■ Quoted passage
-------------------------

So, I’ve been modifying the loadout of Specialties from Class Warfare for my personal use. I’ve decided I’d like to make a character sheet to use with it, and I have a few options.
First, a little background on how I intend to use CW. I’m going to have it as an alternate character-building method in parallel with a more typical class loadout (the standard selection, – Cleric, Wizard, + Artificer, Mage, Priest from the Alternate Playbooks document). In addition to the specialties, I’m creating what I’m calling Racial Specialties. They operate like a normal Specialty, except:
– they count as being part of each archetype.
– any PC that is a member of that race can select moves from the specialty as if it were a Compendium Class
– any PC that is a member of that race can choose the racial move from that racial specialty in place of one offered by their class.
My first option, and the one that requires the least up-front work, is to create a blank general sheet, and to include spaces for page references.
The second option is a bit more involved. One of the big criticisms I’ve seen over Class Warfare is that it runs counter to the design aesthetic of Dungeon World. Classes in DW are built to be picked up and played, whereas building a character using Class Warfare involves a lot more work. Part of that is intentional – some people like to tinker – but I feel I could find a way to get all the benefits of CW with most of the benefits of the standard Playbook approach. In particular, I’m thinking of creating cards or sheets containing the specialties, complete with checkboxes like a standard playbook. Then, when a player would choose to make a character out of specialties, they’d just take the sheets matching those specialties and go. I already plan on doing something like this with Racial Specialties, such that they can be used easily with standard playbooks, but I’m wondering if going through the additional formatting work for the other specialties is worth the effort.
So; supposing you were going to play in a Dungeon World game that featured the option to build characters using Class Warfare, which would you prefer; the simpler but more reference-heavy General Sheet approach, or the more involved but faster Playbook approach?

-------------------------

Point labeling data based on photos
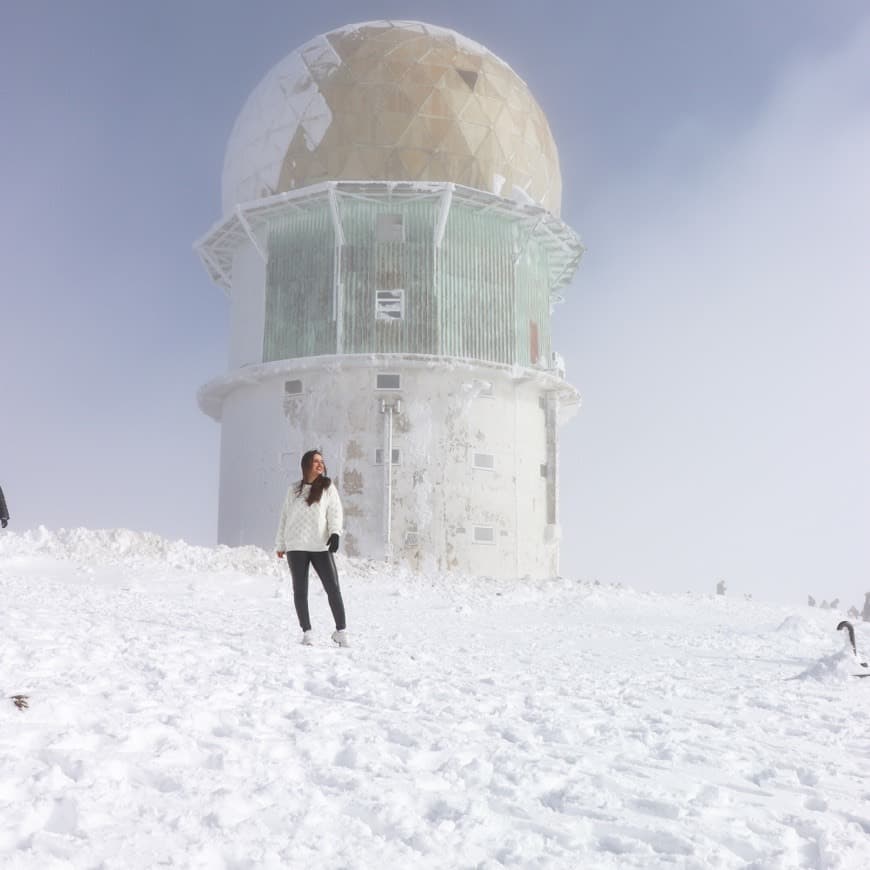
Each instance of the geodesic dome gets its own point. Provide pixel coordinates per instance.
(392, 101)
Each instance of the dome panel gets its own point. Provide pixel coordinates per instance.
(392, 100)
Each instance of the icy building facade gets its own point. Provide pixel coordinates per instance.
(392, 251)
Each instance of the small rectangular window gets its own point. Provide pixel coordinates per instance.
(389, 382)
(483, 460)
(484, 535)
(390, 228)
(389, 305)
(484, 390)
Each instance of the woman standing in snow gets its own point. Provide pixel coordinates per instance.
(309, 532)
(4, 511)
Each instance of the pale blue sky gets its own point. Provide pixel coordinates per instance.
(713, 160)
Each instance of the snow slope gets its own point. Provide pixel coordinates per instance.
(175, 720)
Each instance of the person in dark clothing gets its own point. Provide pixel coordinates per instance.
(308, 534)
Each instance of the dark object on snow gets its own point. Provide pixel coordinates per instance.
(845, 624)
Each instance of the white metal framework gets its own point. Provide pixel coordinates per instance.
(217, 247)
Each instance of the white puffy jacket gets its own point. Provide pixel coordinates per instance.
(308, 527)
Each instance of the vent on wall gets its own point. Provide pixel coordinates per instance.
(388, 382)
(484, 535)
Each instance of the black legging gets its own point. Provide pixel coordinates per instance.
(324, 565)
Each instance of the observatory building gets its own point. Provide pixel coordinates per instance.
(391, 249)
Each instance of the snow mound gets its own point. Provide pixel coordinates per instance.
(800, 629)
(837, 668)
(123, 547)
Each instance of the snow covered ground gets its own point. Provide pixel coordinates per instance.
(175, 721)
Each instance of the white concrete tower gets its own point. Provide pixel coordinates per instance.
(391, 250)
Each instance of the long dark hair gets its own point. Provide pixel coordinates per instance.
(319, 484)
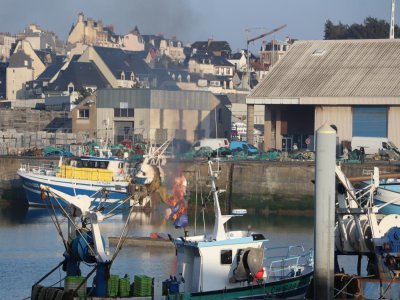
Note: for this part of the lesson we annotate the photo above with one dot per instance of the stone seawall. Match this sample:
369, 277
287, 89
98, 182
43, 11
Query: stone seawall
259, 179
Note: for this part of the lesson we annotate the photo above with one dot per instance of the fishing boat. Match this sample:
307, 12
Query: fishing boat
386, 195
363, 231
88, 174
220, 265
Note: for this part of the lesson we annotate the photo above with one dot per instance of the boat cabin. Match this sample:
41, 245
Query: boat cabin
207, 265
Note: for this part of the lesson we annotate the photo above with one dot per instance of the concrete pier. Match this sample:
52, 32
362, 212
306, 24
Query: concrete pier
324, 213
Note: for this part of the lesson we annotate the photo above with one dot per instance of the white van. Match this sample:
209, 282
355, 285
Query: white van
214, 144
371, 144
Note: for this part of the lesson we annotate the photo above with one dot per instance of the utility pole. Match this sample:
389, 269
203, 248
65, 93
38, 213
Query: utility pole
391, 34
248, 41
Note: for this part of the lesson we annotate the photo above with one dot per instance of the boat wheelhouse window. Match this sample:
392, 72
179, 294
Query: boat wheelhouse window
258, 236
226, 257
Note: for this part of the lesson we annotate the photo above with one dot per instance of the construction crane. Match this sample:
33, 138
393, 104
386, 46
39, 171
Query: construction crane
391, 34
250, 40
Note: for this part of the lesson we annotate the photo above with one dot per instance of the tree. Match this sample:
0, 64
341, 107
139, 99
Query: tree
372, 28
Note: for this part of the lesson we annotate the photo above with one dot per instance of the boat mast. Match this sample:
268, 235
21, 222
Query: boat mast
219, 230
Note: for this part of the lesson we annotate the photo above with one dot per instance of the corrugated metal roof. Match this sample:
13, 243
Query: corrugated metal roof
146, 98
334, 68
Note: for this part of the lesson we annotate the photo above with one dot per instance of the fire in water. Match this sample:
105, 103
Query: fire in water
177, 205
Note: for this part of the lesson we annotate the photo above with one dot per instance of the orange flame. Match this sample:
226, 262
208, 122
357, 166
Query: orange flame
177, 197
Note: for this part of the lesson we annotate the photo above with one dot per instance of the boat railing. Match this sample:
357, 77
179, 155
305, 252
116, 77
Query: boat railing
43, 168
288, 265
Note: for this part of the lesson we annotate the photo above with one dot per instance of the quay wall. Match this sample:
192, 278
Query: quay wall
248, 178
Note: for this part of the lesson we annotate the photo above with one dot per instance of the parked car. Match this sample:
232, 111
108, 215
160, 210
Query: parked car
245, 147
221, 152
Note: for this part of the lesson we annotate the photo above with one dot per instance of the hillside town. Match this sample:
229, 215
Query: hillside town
132, 86
102, 86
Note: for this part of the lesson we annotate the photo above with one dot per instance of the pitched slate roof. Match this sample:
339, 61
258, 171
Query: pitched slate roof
50, 71
334, 68
46, 56
18, 59
119, 61
80, 74
211, 59
207, 46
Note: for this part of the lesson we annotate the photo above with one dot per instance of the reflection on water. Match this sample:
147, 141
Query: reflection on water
30, 246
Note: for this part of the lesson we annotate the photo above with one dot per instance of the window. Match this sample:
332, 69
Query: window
124, 112
226, 257
370, 121
83, 113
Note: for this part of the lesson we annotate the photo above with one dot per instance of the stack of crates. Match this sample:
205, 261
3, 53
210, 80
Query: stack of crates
142, 286
72, 282
113, 284
124, 286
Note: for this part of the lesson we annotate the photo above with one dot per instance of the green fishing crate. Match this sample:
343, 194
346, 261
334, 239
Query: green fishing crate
112, 286
142, 286
124, 286
72, 282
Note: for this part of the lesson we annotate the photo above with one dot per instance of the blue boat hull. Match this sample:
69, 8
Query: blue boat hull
31, 185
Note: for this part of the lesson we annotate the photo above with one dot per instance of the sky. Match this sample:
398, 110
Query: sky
196, 20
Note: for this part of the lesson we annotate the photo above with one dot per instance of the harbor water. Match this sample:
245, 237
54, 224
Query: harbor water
30, 246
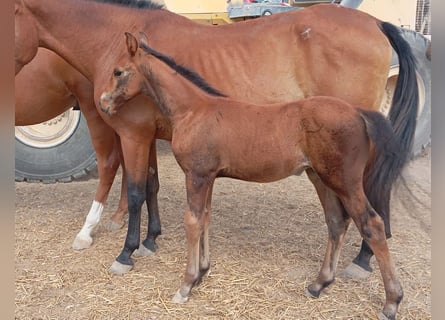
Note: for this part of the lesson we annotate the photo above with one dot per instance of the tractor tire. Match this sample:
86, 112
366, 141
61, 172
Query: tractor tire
58, 150
419, 44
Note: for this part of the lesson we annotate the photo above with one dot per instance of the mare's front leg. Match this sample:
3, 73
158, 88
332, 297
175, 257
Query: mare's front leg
196, 227
104, 141
149, 245
372, 230
337, 220
136, 156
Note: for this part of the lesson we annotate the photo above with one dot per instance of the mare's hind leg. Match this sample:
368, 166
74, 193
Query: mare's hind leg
198, 191
372, 230
149, 245
136, 157
337, 221
360, 266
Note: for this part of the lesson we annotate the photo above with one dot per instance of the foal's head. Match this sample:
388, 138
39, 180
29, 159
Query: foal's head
126, 81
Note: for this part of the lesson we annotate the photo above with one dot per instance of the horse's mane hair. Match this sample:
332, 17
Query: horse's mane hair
138, 4
187, 73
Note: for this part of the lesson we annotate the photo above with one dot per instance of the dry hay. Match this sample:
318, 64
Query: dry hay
267, 243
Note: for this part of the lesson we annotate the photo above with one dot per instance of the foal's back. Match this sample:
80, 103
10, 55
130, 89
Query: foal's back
268, 143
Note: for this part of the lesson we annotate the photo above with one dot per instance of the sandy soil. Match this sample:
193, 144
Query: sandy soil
267, 243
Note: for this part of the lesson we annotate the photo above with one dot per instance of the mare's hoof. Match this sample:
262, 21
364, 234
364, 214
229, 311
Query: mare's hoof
80, 243
142, 251
312, 294
119, 268
178, 298
382, 316
354, 271
113, 226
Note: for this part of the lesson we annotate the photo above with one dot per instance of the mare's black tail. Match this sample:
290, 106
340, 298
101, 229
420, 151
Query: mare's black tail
383, 173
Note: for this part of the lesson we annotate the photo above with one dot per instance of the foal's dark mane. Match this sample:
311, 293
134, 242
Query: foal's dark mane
187, 73
137, 4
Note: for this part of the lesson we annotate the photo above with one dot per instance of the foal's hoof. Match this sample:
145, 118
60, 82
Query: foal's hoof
142, 251
382, 316
312, 294
354, 271
80, 243
119, 268
113, 226
178, 298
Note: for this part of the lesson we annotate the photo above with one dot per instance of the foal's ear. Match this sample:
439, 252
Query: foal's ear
143, 38
132, 43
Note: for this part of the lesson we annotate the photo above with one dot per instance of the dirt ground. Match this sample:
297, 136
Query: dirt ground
267, 244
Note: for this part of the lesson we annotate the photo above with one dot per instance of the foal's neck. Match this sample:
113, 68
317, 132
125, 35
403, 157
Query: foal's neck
82, 32
176, 95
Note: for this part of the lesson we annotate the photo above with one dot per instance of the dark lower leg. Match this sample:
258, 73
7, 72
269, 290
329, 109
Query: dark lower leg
136, 197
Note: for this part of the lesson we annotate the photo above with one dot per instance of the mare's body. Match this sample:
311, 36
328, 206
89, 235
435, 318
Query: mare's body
215, 136
49, 86
321, 50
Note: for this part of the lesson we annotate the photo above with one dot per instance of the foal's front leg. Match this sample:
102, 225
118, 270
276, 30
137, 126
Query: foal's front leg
136, 159
337, 221
149, 245
196, 227
103, 139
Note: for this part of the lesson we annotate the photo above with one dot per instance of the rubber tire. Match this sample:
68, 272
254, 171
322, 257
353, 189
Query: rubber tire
74, 159
419, 43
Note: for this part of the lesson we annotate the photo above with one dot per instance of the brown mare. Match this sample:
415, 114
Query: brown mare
215, 136
315, 51
57, 89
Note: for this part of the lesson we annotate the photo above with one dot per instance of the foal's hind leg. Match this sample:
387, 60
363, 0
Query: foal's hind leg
198, 190
337, 221
103, 139
372, 229
149, 245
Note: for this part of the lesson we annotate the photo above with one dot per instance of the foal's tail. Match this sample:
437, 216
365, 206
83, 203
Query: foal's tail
385, 165
382, 174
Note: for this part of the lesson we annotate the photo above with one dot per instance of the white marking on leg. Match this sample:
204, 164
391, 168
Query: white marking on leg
83, 239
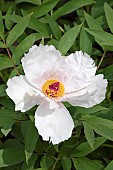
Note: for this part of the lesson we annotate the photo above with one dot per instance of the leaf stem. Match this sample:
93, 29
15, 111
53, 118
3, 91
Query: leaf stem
107, 145
12, 61
101, 60
57, 159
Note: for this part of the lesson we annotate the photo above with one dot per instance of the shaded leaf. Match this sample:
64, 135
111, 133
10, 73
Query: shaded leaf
66, 163
29, 132
110, 166
17, 30
84, 148
87, 164
109, 16
11, 156
5, 62
70, 7
46, 161
44, 8
22, 48
67, 40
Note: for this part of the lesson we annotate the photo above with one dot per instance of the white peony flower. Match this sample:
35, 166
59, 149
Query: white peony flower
50, 79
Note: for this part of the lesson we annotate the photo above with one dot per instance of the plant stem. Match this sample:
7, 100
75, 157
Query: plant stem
12, 61
57, 159
101, 60
107, 145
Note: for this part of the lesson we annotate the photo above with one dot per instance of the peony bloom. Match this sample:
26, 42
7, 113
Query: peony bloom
51, 79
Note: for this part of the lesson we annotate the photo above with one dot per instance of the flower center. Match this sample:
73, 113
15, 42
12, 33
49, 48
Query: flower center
53, 89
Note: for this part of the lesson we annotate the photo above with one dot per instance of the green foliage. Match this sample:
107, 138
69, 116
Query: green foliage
68, 39
72, 25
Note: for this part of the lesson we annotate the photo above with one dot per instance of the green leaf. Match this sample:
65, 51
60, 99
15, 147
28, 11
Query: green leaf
87, 164
1, 27
89, 134
5, 62
92, 23
11, 156
70, 7
46, 161
44, 8
67, 40
103, 130
66, 163
30, 164
84, 148
22, 48
54, 27
38, 26
8, 117
9, 23
36, 2
109, 16
94, 120
2, 90
17, 30
85, 42
110, 166
2, 45
106, 38
29, 132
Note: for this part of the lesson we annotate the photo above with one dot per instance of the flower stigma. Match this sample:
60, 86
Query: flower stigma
53, 89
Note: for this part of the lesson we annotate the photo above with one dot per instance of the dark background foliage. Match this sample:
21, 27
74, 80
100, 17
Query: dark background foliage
72, 25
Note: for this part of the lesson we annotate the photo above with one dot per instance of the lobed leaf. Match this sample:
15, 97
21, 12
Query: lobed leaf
67, 40
44, 8
22, 48
109, 16
29, 132
17, 30
89, 134
70, 7
11, 156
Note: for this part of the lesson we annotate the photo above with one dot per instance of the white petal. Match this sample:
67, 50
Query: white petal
89, 96
42, 63
55, 125
80, 69
22, 94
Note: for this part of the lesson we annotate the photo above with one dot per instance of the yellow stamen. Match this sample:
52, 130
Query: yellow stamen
53, 89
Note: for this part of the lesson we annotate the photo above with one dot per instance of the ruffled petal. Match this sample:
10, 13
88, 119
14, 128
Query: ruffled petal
80, 68
42, 63
22, 94
89, 96
55, 125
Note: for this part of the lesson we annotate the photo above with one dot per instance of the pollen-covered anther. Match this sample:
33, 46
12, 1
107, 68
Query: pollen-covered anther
53, 89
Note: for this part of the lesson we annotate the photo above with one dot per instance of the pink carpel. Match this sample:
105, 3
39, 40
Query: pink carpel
55, 86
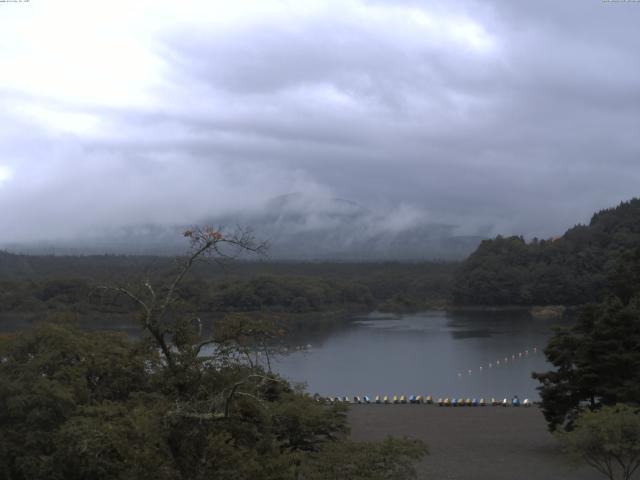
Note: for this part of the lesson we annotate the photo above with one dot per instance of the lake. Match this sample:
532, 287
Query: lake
443, 354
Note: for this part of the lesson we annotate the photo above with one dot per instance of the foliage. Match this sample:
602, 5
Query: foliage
597, 362
607, 439
391, 459
295, 288
96, 405
583, 265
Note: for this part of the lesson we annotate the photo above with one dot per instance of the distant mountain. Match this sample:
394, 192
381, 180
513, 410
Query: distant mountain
583, 265
297, 226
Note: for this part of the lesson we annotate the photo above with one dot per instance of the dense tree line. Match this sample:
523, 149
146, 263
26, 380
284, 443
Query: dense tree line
176, 404
584, 265
597, 362
251, 286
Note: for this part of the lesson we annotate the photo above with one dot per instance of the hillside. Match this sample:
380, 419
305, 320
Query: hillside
297, 226
582, 266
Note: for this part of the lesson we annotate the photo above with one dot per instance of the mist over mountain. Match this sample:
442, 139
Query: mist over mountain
297, 226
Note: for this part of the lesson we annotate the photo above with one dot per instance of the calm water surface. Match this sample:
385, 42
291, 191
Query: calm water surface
431, 353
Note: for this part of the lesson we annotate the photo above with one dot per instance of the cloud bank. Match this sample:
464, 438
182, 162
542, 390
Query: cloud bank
494, 117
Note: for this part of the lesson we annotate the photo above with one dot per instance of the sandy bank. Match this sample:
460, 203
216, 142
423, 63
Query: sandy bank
492, 443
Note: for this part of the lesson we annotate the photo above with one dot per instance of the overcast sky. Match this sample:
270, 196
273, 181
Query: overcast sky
498, 116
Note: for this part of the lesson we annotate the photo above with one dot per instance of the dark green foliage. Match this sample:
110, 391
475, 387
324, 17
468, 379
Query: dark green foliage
300, 288
607, 439
79, 405
597, 362
582, 266
176, 404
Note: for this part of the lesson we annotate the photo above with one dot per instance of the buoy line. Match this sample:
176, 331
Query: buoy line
499, 362
428, 400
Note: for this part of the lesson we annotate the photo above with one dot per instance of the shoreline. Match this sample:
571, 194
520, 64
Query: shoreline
482, 443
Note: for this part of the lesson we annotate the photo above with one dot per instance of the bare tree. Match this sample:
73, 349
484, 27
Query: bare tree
176, 339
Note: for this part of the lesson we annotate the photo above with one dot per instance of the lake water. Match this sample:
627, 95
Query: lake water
430, 353
443, 354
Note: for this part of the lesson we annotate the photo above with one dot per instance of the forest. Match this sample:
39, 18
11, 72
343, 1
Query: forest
583, 265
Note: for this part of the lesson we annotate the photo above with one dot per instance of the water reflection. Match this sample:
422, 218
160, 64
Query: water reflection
436, 353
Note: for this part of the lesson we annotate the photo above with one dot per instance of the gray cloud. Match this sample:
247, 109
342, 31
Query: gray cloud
521, 116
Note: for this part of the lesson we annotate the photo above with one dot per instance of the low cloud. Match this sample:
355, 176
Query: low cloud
491, 117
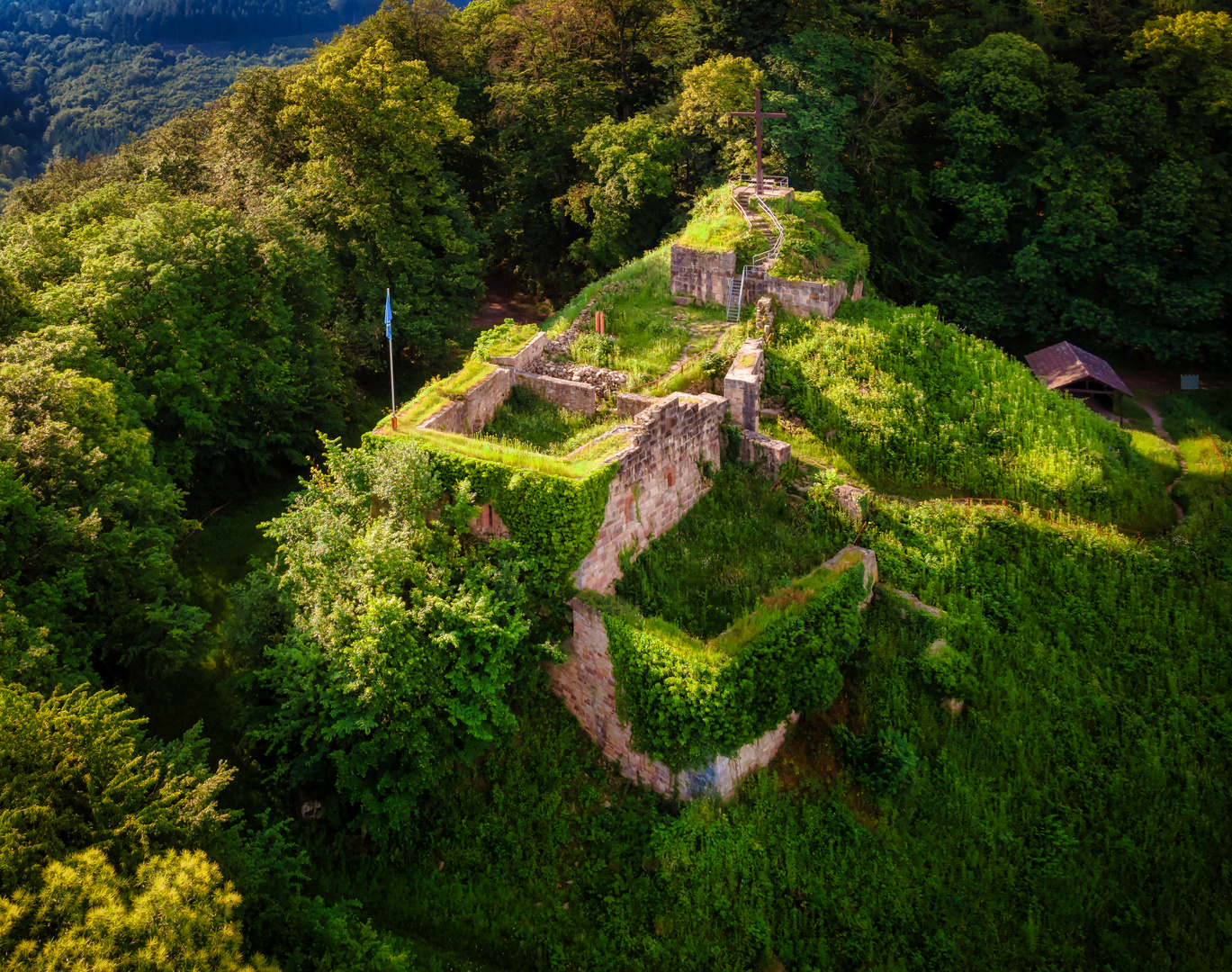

-------------------------

■ Aim
Set down everything in the Class Warfare post above from "First, a little" down to "of each archetype.", word for word.

■ Finished exercise
First, a little background on how I intend to use CW. I’m going to have it as an alternate character-building method in parallel with a more typical class loadout (the standard selection, – Cleric, Wizard, + Artificer, Mage, Priest from the Alternate Playbooks document). In addition to the specialties, I’m creating what I’m calling Racial Specialties. They operate like a normal Specialty, except:
– they count as being part of each archetype.